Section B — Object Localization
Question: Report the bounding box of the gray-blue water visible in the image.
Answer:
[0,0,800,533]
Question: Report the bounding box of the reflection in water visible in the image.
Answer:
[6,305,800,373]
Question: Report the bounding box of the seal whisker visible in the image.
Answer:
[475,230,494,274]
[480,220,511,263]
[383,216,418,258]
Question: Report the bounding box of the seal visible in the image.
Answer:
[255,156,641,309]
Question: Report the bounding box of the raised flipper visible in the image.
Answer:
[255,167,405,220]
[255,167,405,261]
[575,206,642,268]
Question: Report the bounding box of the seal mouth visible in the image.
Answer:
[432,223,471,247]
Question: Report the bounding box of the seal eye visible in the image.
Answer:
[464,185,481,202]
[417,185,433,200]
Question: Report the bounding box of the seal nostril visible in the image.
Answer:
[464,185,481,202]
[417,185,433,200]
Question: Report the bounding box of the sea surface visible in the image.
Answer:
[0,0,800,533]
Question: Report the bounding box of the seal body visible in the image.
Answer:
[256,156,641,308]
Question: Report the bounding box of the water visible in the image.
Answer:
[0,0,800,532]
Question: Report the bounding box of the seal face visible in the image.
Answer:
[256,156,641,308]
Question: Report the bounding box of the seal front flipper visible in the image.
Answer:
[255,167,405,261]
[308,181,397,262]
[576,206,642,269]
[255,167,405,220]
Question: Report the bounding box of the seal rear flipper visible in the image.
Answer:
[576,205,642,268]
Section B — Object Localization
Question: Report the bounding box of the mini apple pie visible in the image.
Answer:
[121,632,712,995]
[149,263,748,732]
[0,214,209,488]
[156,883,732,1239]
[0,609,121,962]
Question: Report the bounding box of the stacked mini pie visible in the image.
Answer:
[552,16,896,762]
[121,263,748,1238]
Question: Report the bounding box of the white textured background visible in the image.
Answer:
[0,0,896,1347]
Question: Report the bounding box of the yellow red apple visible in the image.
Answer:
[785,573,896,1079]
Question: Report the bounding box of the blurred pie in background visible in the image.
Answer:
_____
◆ Do this
Print every line of the data above verbatim, with nothing added, dropped, or changed.

◆ Exercise answer
Section B — Object Localization
Question: Report the bounding box of the gray-blue water visible in the image.
Answer:
[0,0,800,533]
Question: Report the bounding box of the reflection in water visible in the image.
Answer:
[6,305,800,373]
Question: Report the bounding box of the seal whisker visible in the image.
Answer:
[475,230,494,274]
[480,220,511,263]
[383,216,418,258]
Question: Report the bounding box of the seal visible in the image.
Answer:
[255,156,641,309]
Question: Report the bounding box of the raised flipper visible in the image.
Answer:
[255,167,405,220]
[255,167,405,261]
[575,206,642,268]
Question: Report the bounding box of the seal mouth visible in the image.
Answer:
[432,223,471,247]
Question: Report the bounding box of the seal eye visible in the image.
Answer:
[464,185,481,202]
[417,185,433,200]
Question: Report the bounding box of the seal nostril visible in the image.
Answer:
[464,185,481,202]
[417,185,433,200]
Question: Report the bounding box of the sea surface visible in the image.
Answer:
[0,0,800,533]
Question: Report the bounding box of the seal body visible in the image.
Answer:
[256,156,641,308]
Question: Report the bounding box of the water visible in the image.
Answer:
[0,0,800,532]
Question: Report the bounding box of the seal face visible in the image.
Answer:
[256,156,641,308]
Question: Report the bounding box of the seal front flipper visible in the image.
Answer:
[255,167,405,261]
[308,181,397,262]
[576,206,642,269]
[255,167,405,220]
Question: Report the bounding box of the seal rear flipper visible in the image.
Answer:
[576,205,642,268]
Section B — Object Localization
Question: Report the bounding box of the mini apple pie visible in the image.
Answer:
[121,632,712,995]
[149,263,748,732]
[0,214,209,488]
[156,883,732,1239]
[0,609,121,962]
Question: Report the bounding box of the stacked mini pie visible in the image.
Answer:
[552,16,896,762]
[121,263,748,1238]
Question: Report the bounding box of the white textured background visible in the image.
Answer:
[0,0,896,1347]
Question: Report the bounding box of the yellow red apple visible in the image.
Answer:
[785,573,896,1079]
Question: Report the bounding box of the blurred pie in background visible in the image.
Answer:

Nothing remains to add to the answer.